- Other names: Prion protein systemic amyloidosis, chronic diarrhea with HSAN, chronic diarrhea with hereditary sensory and autonomic neuropathy, prion disease associated with diarrhea and autonomic neuropathy
- Specialty: Neurology
- Usual onset: Adulthood
- Causes: Mutation of PRNP
- Treatment: Palliative care
- Prognosis: Life expectancy up to 30 years after symptom development

= PrP systemic amyloidosis =

Inherited neurodegenerative disease

PrP systemic amyloidosis is an extremely rare and unusual form of inherited prion disease. Unlike most prion diseases, PrP systemic amyloidosis is not isolated to the central nervous system; the prion amyloid has extensive peripheral involvement, finding its way to peripheral nerves and internal organs. The initial presentation of this disease involves chronic diarrhea and autonomic neuropathy before progressing into neurodegeneration.

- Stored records
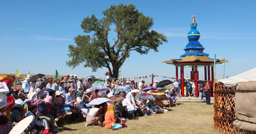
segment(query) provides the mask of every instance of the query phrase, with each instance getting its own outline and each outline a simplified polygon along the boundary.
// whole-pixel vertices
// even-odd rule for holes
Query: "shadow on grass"
[[[61,131],[76,131],[77,129],[70,128],[66,127],[63,127],[61,129]]]

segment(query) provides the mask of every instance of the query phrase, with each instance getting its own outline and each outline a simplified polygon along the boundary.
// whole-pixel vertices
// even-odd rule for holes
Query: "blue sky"
[[[94,14],[98,18],[111,5],[133,4],[145,15],[153,18],[152,29],[168,40],[159,52],[147,55],[132,52],[121,69],[120,77],[154,75],[175,76],[175,67],[160,61],[179,58],[188,43],[186,35],[193,14],[201,35],[199,41],[209,57],[225,58],[225,77],[256,67],[256,1],[2,1],[0,2],[0,73],[94,75],[104,78],[105,68],[92,72],[82,64],[74,69],[66,66],[68,46],[73,39],[86,34],[80,25]],[[222,79],[223,65],[216,68],[216,79]],[[199,68],[199,78],[203,75]],[[185,68],[185,78],[190,68]],[[180,76],[179,76],[180,77]],[[155,79],[165,79],[156,77]],[[146,82],[151,81],[146,79]],[[138,81],[138,80],[137,80]]]

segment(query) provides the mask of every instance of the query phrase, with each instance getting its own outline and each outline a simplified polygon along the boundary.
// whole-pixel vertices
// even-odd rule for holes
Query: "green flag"
[[[55,78],[57,78],[57,76],[58,76],[58,75],[59,75],[59,73],[58,73],[58,71],[57,71],[57,70],[56,70]]]
[[[16,70],[16,77],[19,77],[19,74],[20,74],[20,71],[18,70]]]

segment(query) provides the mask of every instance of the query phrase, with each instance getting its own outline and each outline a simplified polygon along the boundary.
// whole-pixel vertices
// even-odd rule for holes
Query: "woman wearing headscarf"
[[[89,103],[85,98],[85,93],[83,93],[83,92],[81,90],[78,91],[77,95],[76,95],[77,97],[76,98],[76,104],[77,105],[77,108],[82,111],[82,114],[84,118],[86,118],[87,117],[87,114],[90,110],[90,108],[84,108],[84,106],[83,106],[83,102],[87,103]]]
[[[122,128],[122,126],[116,123],[116,111],[114,110],[115,106],[110,104],[105,115],[105,128],[112,128],[114,130],[118,130]]]
[[[139,107],[136,106],[133,94],[133,92],[129,92],[123,101],[123,105],[126,106],[126,108],[124,110],[132,115],[135,114],[136,110],[139,109]]]

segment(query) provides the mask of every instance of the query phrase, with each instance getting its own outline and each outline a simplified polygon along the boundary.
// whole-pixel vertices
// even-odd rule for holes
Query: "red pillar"
[[[208,80],[209,81],[208,81],[208,83],[209,83],[209,85],[210,85],[210,95],[211,95],[211,91],[210,91],[210,66],[209,65],[208,65],[207,66],[207,70],[208,70]]]
[[[179,74],[178,74],[178,66],[176,66],[176,80],[177,80],[177,82],[178,82],[179,81],[178,81],[178,77],[179,77]]]
[[[180,66],[180,75],[181,78],[181,96],[184,97],[184,66]]]
[[[153,74],[152,74],[152,86],[153,86],[154,84],[154,78],[153,78]]]
[[[211,82],[214,82],[214,66],[211,66]],[[214,88],[212,87],[212,89],[211,89],[211,96],[214,97]]]
[[[197,81],[198,80],[198,72],[197,72],[197,65],[196,65],[195,66],[195,78],[196,78],[196,80],[195,81],[195,84],[196,84],[196,97],[198,97],[198,82]]]
[[[202,79],[203,79],[203,78],[202,78]],[[207,80],[207,72],[206,65],[204,66],[204,80]]]

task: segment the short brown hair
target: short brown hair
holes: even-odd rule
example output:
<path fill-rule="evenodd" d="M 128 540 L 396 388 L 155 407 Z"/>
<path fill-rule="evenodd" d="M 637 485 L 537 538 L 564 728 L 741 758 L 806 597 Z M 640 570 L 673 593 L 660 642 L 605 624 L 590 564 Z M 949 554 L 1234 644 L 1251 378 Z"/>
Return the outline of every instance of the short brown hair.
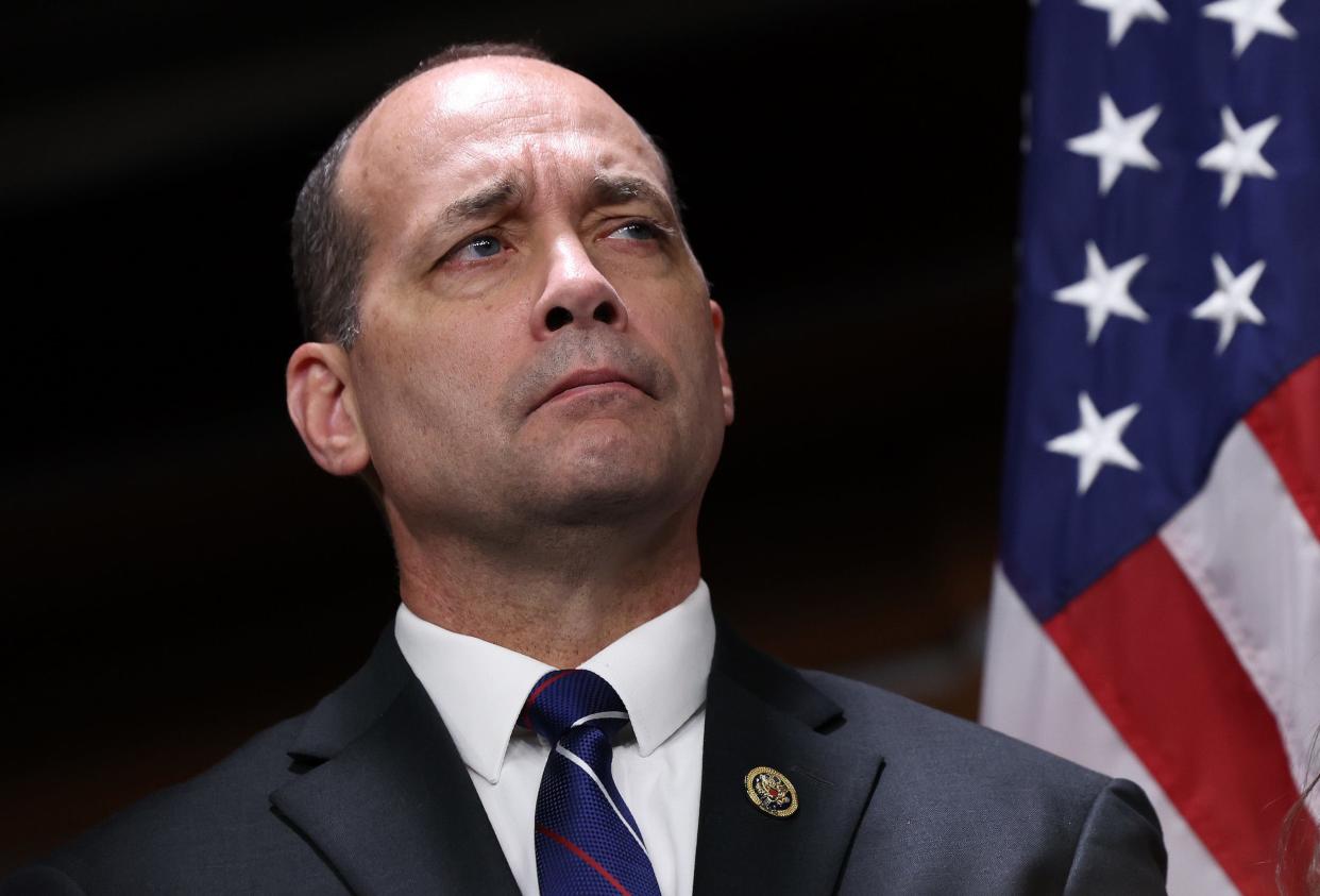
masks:
<path fill-rule="evenodd" d="M 330 149 L 317 162 L 293 210 L 289 255 L 293 260 L 293 284 L 298 294 L 298 313 L 302 333 L 315 342 L 337 342 L 346 350 L 352 347 L 359 334 L 358 306 L 362 292 L 362 268 L 370 248 L 370 235 L 362 218 L 341 201 L 338 193 L 339 168 L 352 136 L 367 116 L 380 106 L 396 87 L 424 71 L 459 59 L 490 55 L 512 55 L 541 62 L 553 62 L 549 54 L 533 44 L 455 44 L 430 55 L 403 78 L 395 80 L 348 123 Z M 638 125 L 640 129 L 640 125 Z M 669 162 L 644 129 L 643 136 L 655 148 L 664 170 L 664 187 L 678 214 L 678 198 L 673 187 Z M 681 224 L 680 224 L 681 226 Z"/>

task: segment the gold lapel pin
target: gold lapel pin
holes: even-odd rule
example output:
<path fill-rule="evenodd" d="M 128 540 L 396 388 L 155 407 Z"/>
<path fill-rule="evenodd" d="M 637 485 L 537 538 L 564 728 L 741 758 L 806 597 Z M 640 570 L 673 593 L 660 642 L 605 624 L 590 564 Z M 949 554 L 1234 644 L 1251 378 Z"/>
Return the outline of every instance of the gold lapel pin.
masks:
<path fill-rule="evenodd" d="M 797 812 L 797 788 L 793 783 L 768 765 L 758 765 L 743 779 L 747 798 L 767 816 L 788 818 Z"/>

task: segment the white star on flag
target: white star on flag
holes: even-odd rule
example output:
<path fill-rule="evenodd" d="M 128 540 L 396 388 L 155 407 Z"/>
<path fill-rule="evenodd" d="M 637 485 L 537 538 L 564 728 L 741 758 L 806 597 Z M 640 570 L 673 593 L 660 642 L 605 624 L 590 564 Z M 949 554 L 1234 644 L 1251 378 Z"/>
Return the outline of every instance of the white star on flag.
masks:
<path fill-rule="evenodd" d="M 1274 166 L 1265 161 L 1261 149 L 1274 129 L 1279 127 L 1280 119 L 1278 115 L 1271 115 L 1243 129 L 1238 124 L 1237 116 L 1233 115 L 1233 110 L 1225 106 L 1220 110 L 1220 120 L 1224 123 L 1224 140 L 1197 158 L 1196 166 L 1224 174 L 1220 207 L 1228 208 L 1233 197 L 1237 195 L 1238 187 L 1242 186 L 1243 176 L 1270 179 L 1278 177 Z"/>
<path fill-rule="evenodd" d="M 1147 260 L 1147 256 L 1138 255 L 1118 267 L 1109 268 L 1100 248 L 1092 240 L 1086 240 L 1086 278 L 1055 292 L 1056 301 L 1086 309 L 1086 344 L 1096 344 L 1110 314 L 1142 323 L 1150 319 L 1146 317 L 1146 309 L 1133 301 L 1131 293 L 1127 292 L 1127 285 Z"/>
<path fill-rule="evenodd" d="M 1109 45 L 1118 46 L 1123 34 L 1131 28 L 1135 18 L 1152 18 L 1158 22 L 1167 22 L 1168 13 L 1164 7 L 1155 0 L 1078 0 L 1081 5 L 1090 9 L 1102 9 L 1109 13 Z"/>
<path fill-rule="evenodd" d="M 1257 261 L 1237 276 L 1233 276 L 1228 261 L 1218 252 L 1214 253 L 1212 261 L 1218 289 L 1192 309 L 1192 317 L 1197 321 L 1220 322 L 1220 343 L 1214 352 L 1222 355 L 1224 350 L 1229 347 L 1233 334 L 1237 333 L 1238 321 L 1257 326 L 1265 323 L 1265 314 L 1251 301 L 1251 290 L 1261 282 L 1261 274 L 1265 273 L 1265 261 Z"/>
<path fill-rule="evenodd" d="M 1233 55 L 1241 57 L 1257 34 L 1296 40 L 1298 29 L 1279 13 L 1284 0 L 1218 0 L 1201 9 L 1206 18 L 1233 22 Z"/>
<path fill-rule="evenodd" d="M 1151 106 L 1148 110 L 1125 119 L 1109 94 L 1101 94 L 1100 128 L 1073 137 L 1067 144 L 1068 149 L 1078 156 L 1094 156 L 1100 160 L 1101 195 L 1109 193 L 1109 187 L 1114 186 L 1114 181 L 1118 179 L 1125 165 L 1151 172 L 1159 170 L 1159 160 L 1142 143 L 1146 139 L 1146 132 L 1159 117 L 1159 106 Z"/>
<path fill-rule="evenodd" d="M 1140 405 L 1130 404 L 1107 417 L 1101 417 L 1096 405 L 1092 404 L 1090 396 L 1082 392 L 1077 396 L 1077 408 L 1081 410 L 1081 426 L 1049 439 L 1045 442 L 1045 449 L 1077 458 L 1078 495 L 1086 494 L 1090 483 L 1096 482 L 1096 476 L 1100 475 L 1105 464 L 1133 471 L 1142 468 L 1140 461 L 1127 450 L 1122 441 L 1123 430 L 1127 429 L 1127 424 L 1133 422 Z"/>

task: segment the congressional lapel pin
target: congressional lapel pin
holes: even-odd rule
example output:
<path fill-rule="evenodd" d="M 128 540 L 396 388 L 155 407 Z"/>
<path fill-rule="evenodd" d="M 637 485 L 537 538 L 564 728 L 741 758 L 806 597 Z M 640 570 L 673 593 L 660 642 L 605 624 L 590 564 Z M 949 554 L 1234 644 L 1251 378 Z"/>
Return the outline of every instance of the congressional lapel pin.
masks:
<path fill-rule="evenodd" d="M 797 812 L 797 788 L 781 772 L 758 765 L 743 780 L 747 798 L 767 816 L 788 818 Z"/>

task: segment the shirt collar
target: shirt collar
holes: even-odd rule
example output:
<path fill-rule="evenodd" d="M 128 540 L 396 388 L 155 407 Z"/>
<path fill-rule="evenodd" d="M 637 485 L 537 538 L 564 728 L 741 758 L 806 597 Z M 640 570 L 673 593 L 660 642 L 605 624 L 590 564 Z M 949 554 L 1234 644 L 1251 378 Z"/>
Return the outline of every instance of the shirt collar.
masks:
<path fill-rule="evenodd" d="M 496 784 L 523 702 L 550 666 L 425 622 L 403 604 L 395 639 L 463 763 Z M 705 703 L 714 652 L 710 590 L 698 579 L 682 603 L 638 625 L 579 668 L 597 673 L 619 694 L 638 750 L 648 756 Z"/>

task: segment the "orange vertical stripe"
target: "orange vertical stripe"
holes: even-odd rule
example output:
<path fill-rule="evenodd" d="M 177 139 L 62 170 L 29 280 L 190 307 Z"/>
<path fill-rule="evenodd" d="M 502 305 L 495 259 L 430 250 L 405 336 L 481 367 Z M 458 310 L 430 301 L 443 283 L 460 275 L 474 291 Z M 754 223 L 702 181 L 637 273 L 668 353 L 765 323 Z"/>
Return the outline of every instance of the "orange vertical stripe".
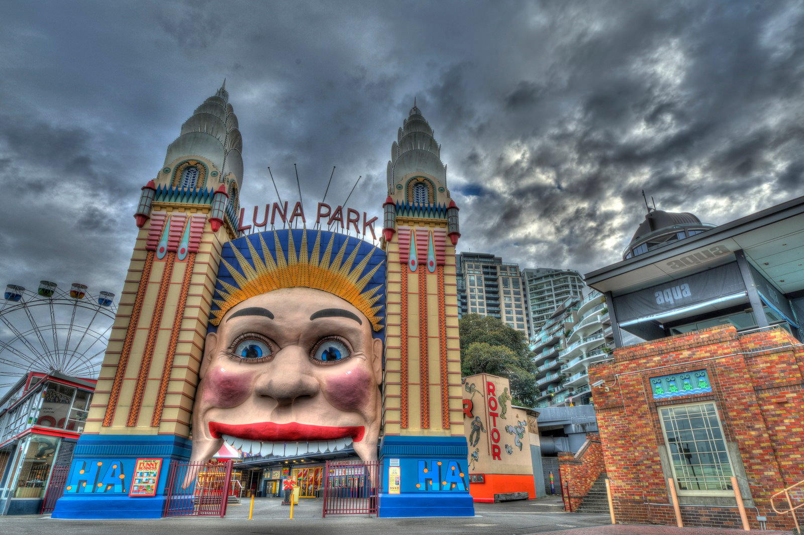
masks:
<path fill-rule="evenodd" d="M 123 349 L 120 352 L 117 370 L 114 373 L 112 391 L 109 393 L 109 404 L 106 406 L 106 415 L 103 419 L 104 427 L 111 426 L 112 421 L 114 419 L 114 411 L 117 408 L 120 389 L 123 386 L 123 377 L 125 375 L 125 368 L 129 364 L 131 346 L 134 342 L 134 333 L 137 332 L 137 324 L 140 321 L 140 312 L 142 312 L 142 301 L 146 296 L 146 290 L 148 289 L 148 279 L 150 278 L 150 270 L 153 265 L 154 251 L 149 251 L 146 255 L 145 264 L 142 266 L 140 286 L 137 288 L 137 297 L 134 298 L 134 304 L 131 309 L 131 317 L 129 318 L 129 327 L 125 330 L 125 338 L 123 340 Z"/>
<path fill-rule="evenodd" d="M 170 373 L 173 371 L 173 358 L 176 355 L 176 345 L 178 343 L 178 332 L 182 328 L 182 319 L 184 317 L 184 305 L 187 301 L 187 292 L 190 291 L 190 280 L 193 276 L 193 266 L 195 265 L 195 253 L 187 255 L 187 266 L 184 272 L 184 280 L 182 281 L 182 292 L 178 296 L 178 304 L 176 307 L 176 317 L 173 320 L 173 330 L 170 331 L 170 341 L 167 345 L 167 356 L 165 358 L 165 367 L 162 370 L 162 381 L 159 382 L 159 394 L 156 398 L 156 406 L 154 408 L 154 417 L 151 418 L 151 427 L 158 427 L 162 421 L 162 410 L 165 408 L 165 397 L 167 395 L 167 385 L 170 382 Z"/>
<path fill-rule="evenodd" d="M 430 369 L 427 350 L 427 269 L 419 269 L 419 388 L 421 391 L 421 428 L 430 428 Z"/>
<path fill-rule="evenodd" d="M 449 382 L 447 374 L 447 316 L 444 303 L 444 266 L 437 267 L 438 353 L 441 372 L 441 428 L 449 429 Z"/>
<path fill-rule="evenodd" d="M 140 373 L 137 375 L 137 385 L 134 386 L 134 394 L 129 409 L 129 419 L 126 427 L 133 427 L 140 416 L 140 407 L 142 406 L 142 396 L 145 395 L 146 383 L 148 381 L 148 373 L 150 371 L 151 360 L 154 358 L 154 348 L 156 347 L 156 338 L 159 334 L 159 324 L 162 323 L 162 314 L 165 310 L 165 301 L 167 299 L 167 290 L 170 287 L 170 276 L 173 275 L 173 264 L 176 261 L 176 253 L 168 252 L 165 262 L 165 271 L 162 274 L 159 283 L 159 293 L 157 295 L 154 306 L 154 316 L 151 317 L 150 329 L 148 329 L 148 338 L 146 340 L 146 348 L 142 352 L 142 361 L 140 362 Z"/>
<path fill-rule="evenodd" d="M 401 304 L 400 305 L 400 312 L 401 312 L 401 318 L 400 320 L 400 357 L 401 358 L 401 372 L 402 377 L 400 380 L 400 392 L 401 398 L 400 399 L 400 410 L 401 414 L 400 415 L 400 427 L 402 429 L 408 428 L 408 263 L 405 263 L 400 266 L 401 268 L 402 272 L 402 291 L 400 296 Z"/>

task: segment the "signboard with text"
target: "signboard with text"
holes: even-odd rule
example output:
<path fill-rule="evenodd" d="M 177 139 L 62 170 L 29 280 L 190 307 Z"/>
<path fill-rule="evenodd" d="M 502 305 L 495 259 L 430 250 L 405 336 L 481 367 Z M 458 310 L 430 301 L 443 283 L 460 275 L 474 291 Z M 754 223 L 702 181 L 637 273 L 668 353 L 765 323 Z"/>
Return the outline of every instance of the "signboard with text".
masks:
<path fill-rule="evenodd" d="M 159 482 L 161 459 L 137 459 L 134 464 L 134 473 L 131 480 L 129 496 L 156 496 L 156 488 Z"/>

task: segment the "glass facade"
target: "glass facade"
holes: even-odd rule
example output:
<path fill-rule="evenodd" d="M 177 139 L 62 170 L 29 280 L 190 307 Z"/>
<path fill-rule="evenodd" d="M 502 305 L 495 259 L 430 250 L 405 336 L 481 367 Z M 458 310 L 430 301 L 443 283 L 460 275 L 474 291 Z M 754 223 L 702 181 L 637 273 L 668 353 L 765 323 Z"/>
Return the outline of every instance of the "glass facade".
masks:
<path fill-rule="evenodd" d="M 6 486 L 14 498 L 43 498 L 61 438 L 29 435 L 19 443 Z"/>

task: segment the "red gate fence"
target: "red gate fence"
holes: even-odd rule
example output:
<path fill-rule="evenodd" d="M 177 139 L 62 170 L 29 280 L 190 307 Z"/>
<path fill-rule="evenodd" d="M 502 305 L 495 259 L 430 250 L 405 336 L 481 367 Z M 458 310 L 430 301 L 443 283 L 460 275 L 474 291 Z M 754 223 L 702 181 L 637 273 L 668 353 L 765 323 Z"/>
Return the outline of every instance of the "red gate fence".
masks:
<path fill-rule="evenodd" d="M 232 461 L 187 463 L 170 461 L 165 486 L 163 517 L 226 515 L 232 485 Z M 185 481 L 188 481 L 184 488 Z"/>
<path fill-rule="evenodd" d="M 42 501 L 40 514 L 53 513 L 56 500 L 64 493 L 64 486 L 67 484 L 67 476 L 69 474 L 69 464 L 56 464 L 53 467 L 50 483 L 47 484 L 47 491 L 45 492 L 45 499 Z"/>
<path fill-rule="evenodd" d="M 381 473 L 379 461 L 326 461 L 322 516 L 376 514 Z"/>

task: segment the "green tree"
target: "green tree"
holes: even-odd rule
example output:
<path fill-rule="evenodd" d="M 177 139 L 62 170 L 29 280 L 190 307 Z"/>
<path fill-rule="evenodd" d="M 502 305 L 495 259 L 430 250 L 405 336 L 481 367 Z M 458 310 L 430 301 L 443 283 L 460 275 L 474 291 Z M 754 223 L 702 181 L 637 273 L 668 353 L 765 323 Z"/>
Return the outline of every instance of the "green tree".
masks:
<path fill-rule="evenodd" d="M 464 316 L 458 327 L 464 376 L 490 374 L 507 378 L 515 405 L 535 405 L 535 366 L 525 334 L 498 318 L 479 314 Z"/>

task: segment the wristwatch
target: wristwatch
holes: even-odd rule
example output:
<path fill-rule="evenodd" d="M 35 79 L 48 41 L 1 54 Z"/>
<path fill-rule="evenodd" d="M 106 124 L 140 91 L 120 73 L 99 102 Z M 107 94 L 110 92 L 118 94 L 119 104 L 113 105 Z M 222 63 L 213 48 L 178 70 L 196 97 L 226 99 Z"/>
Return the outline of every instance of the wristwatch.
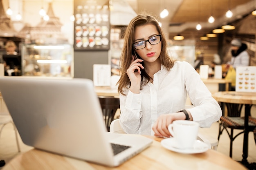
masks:
<path fill-rule="evenodd" d="M 179 111 L 178 112 L 183 112 L 185 114 L 186 116 L 186 120 L 190 120 L 190 117 L 189 117 L 189 113 L 188 113 L 188 112 L 185 109 L 182 110 L 181 110 Z"/>

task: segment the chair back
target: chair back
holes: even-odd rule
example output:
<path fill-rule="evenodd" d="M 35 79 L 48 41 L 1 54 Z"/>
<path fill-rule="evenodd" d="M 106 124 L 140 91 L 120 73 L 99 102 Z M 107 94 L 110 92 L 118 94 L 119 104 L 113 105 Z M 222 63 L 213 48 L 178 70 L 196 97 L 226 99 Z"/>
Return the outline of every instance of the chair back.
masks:
<path fill-rule="evenodd" d="M 114 120 L 116 112 L 120 108 L 119 98 L 99 96 L 99 99 L 102 110 L 103 119 L 108 131 L 110 123 Z"/>

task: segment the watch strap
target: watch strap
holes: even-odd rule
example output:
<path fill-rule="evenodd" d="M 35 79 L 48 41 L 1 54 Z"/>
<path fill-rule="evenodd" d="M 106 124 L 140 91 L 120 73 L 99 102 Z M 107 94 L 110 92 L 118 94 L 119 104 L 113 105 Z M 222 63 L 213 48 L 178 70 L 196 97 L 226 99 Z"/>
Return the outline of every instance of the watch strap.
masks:
<path fill-rule="evenodd" d="M 179 111 L 178 112 L 183 112 L 185 114 L 186 116 L 186 120 L 190 120 L 190 118 L 189 117 L 189 113 L 188 113 L 188 112 L 185 109 L 183 109 Z"/>

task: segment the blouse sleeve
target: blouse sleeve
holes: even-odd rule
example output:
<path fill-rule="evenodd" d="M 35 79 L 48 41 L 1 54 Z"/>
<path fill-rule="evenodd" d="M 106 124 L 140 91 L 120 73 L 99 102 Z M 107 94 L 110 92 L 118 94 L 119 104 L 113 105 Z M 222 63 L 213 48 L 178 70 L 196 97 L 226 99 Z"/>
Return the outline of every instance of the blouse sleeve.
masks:
<path fill-rule="evenodd" d="M 193 120 L 199 123 L 200 127 L 210 127 L 219 120 L 222 114 L 220 105 L 211 96 L 211 94 L 199 74 L 189 63 L 183 76 L 187 92 L 195 107 L 188 109 Z"/>
<path fill-rule="evenodd" d="M 141 95 L 128 91 L 126 95 L 120 95 L 120 123 L 126 133 L 138 134 L 141 117 L 140 114 Z"/>

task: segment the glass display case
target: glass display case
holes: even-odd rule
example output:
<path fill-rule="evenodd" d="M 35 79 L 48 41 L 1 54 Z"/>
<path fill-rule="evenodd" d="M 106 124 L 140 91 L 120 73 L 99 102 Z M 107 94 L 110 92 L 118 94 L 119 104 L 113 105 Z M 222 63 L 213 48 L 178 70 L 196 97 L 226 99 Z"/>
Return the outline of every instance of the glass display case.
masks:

- What is needed
Continue the text on PrP systemic amyloidosis, starting after its last sentence.

- Exercise response
== Symptoms ==
The initial presentation of PrP systemic amyloidosis is chronic diarrhea in the fourth decade of life, which may be misdiagnosed as Crohn's disease or irritable bowel syndrome. Sensory and/or autonomic neuropathy follows.

In one case, the disease caused optic nerve atrophy and visual disturbances in a Japanese woman.

Eventually, the disease will impact the central nervous system, leading to cognitive decline, seizures, and death.

== Causes ==
PrP systemic amyloidosis is caused by a genetic truncation of PRNP.

There is concern of potential iatrogenic transmission, as bowel symptoms may be investigated or treated through surgical means. However, mouse studies did not show transmissibility.